READING PASSAGE
★ ★ ★ ★ ★
The Fear of Being Found Out

Some of the first advice that new sex workers typically get is to use a fake name and fake information when selling sex. We’re advised to have a separate phone for work so that clients cannot discover who we are by what our phone number is attached to, and so friends and acquaintances cannot recognize us. Keeping your face out of advertisements means you can’t be recognized, so that’s an additional measure that many escorts take. Even when you follow every single safety suggestion, the fact is, you’re never perfectly protected from being discovered.

In one brothel I worked in, a woman was discovered to be selling sex because her husband’s brother was searching for a sex worker on AdultWork and recognized her from the pictures of her body. He called her work number to confirm it was her by her voice, and that was the end of her ability to keep her work secret. She had a different nationality listed on her profile to the truth, a fake name, no images of her face, did everything ‘right’, and was still ultimately outed as a prostitute.

Being found out to sell sex is a matter of time for most people who do it long-term. Not everyone ends up having their work revealed to their family or close friends or to their landlords, but ultimately most of us have at least someone in our lives who recognizes us or finds out at some point. Thus, being discovered is a common fear, and not an irrational one.

If discovered to be a sex worker, many people risk losing the support of their families. For those whose partners do not know about their work, they risk the end of their relationships. Depending on where a person lives they may risk arrest or other legal action. Given how malicious many people can be towards those who sell sex, even a small number of people knowing a sex worker’s real identity can lead to catastrophic consequences; a vindictive person might inform someone’s landlord so they lose their home or tell their employer in a typical civilian job so they’re fired and have to rely on prostitution for the entirety of their income.
★ ★ ★ ★ ★
RECORDS SUPPLIED
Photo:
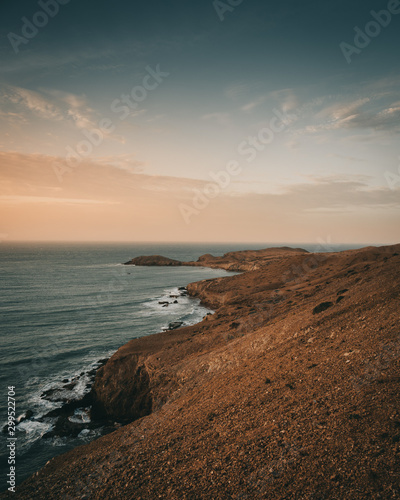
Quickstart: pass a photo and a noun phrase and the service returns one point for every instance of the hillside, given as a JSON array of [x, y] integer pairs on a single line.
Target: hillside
[[288, 391]]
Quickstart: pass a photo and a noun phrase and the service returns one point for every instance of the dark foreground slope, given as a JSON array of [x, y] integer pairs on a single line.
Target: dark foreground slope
[[289, 391]]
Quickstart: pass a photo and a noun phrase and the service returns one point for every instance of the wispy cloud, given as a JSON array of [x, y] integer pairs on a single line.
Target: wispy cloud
[[51, 200], [222, 119]]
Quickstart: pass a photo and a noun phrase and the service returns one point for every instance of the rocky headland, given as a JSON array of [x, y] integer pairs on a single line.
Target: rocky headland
[[290, 390]]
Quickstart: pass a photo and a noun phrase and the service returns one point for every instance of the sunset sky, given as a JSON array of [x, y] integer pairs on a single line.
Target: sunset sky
[[246, 121]]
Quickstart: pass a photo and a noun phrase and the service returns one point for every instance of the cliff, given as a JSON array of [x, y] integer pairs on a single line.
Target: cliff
[[289, 390], [245, 260]]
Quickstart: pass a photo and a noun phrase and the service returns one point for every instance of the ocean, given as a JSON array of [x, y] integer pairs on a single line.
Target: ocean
[[65, 307]]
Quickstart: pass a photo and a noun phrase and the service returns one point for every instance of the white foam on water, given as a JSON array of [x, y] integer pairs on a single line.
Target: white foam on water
[[33, 430]]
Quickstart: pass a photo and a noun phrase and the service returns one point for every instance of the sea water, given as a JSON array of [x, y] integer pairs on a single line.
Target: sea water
[[64, 307]]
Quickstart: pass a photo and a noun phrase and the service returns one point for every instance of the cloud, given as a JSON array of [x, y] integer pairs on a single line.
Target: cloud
[[34, 102], [53, 106], [51, 200], [222, 119]]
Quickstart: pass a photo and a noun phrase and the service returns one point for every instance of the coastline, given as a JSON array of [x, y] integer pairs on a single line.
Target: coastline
[[167, 377]]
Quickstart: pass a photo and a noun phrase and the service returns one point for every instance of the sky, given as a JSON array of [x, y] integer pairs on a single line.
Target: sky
[[217, 121]]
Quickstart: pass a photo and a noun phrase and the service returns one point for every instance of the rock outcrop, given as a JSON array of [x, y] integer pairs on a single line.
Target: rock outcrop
[[245, 260]]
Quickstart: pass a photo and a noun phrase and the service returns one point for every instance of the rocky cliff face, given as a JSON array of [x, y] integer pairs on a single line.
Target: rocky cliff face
[[246, 260], [289, 390]]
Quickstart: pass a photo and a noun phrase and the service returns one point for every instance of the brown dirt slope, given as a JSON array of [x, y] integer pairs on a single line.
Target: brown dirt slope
[[245, 260], [289, 391]]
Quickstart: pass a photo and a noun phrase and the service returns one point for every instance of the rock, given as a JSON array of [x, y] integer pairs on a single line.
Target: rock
[[322, 307], [153, 260], [70, 386], [26, 416], [174, 325]]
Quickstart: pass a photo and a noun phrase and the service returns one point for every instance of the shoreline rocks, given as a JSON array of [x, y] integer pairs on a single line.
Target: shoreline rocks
[[261, 399]]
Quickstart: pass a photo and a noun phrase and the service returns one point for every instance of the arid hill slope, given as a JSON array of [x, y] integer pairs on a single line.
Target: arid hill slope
[[289, 391]]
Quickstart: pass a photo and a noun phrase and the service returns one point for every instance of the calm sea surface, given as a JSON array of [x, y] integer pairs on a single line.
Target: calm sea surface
[[64, 307]]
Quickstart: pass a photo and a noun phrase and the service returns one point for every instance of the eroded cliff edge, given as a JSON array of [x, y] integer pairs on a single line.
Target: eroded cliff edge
[[290, 390]]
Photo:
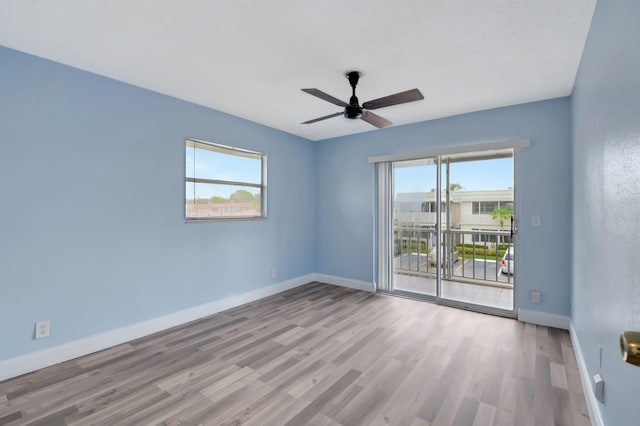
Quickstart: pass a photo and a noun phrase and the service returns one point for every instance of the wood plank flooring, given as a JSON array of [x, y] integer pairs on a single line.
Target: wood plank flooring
[[316, 355]]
★ ★ ★ ★ ★
EXERCISE DIRECTIONS
For each statement below, answer yes or no according to the passage on the fear of being found out, and quote the passage's deciding words.
(a) In the brothel example, the woman's husband's brother recognized her from pictures of her body.
(b) Following every safety suggestion fully protects a sex worker from being discovered.
(c) The passage calls the fear of being discovered an irrational one.
The records have no connection to the text.

THE RESULT
(a) Yes: "recognized her from the pictures of her body"
(b) No: "you’re never perfectly protected from being discovered"
(c) No: "being discovered is a common fear, and not an irrational one"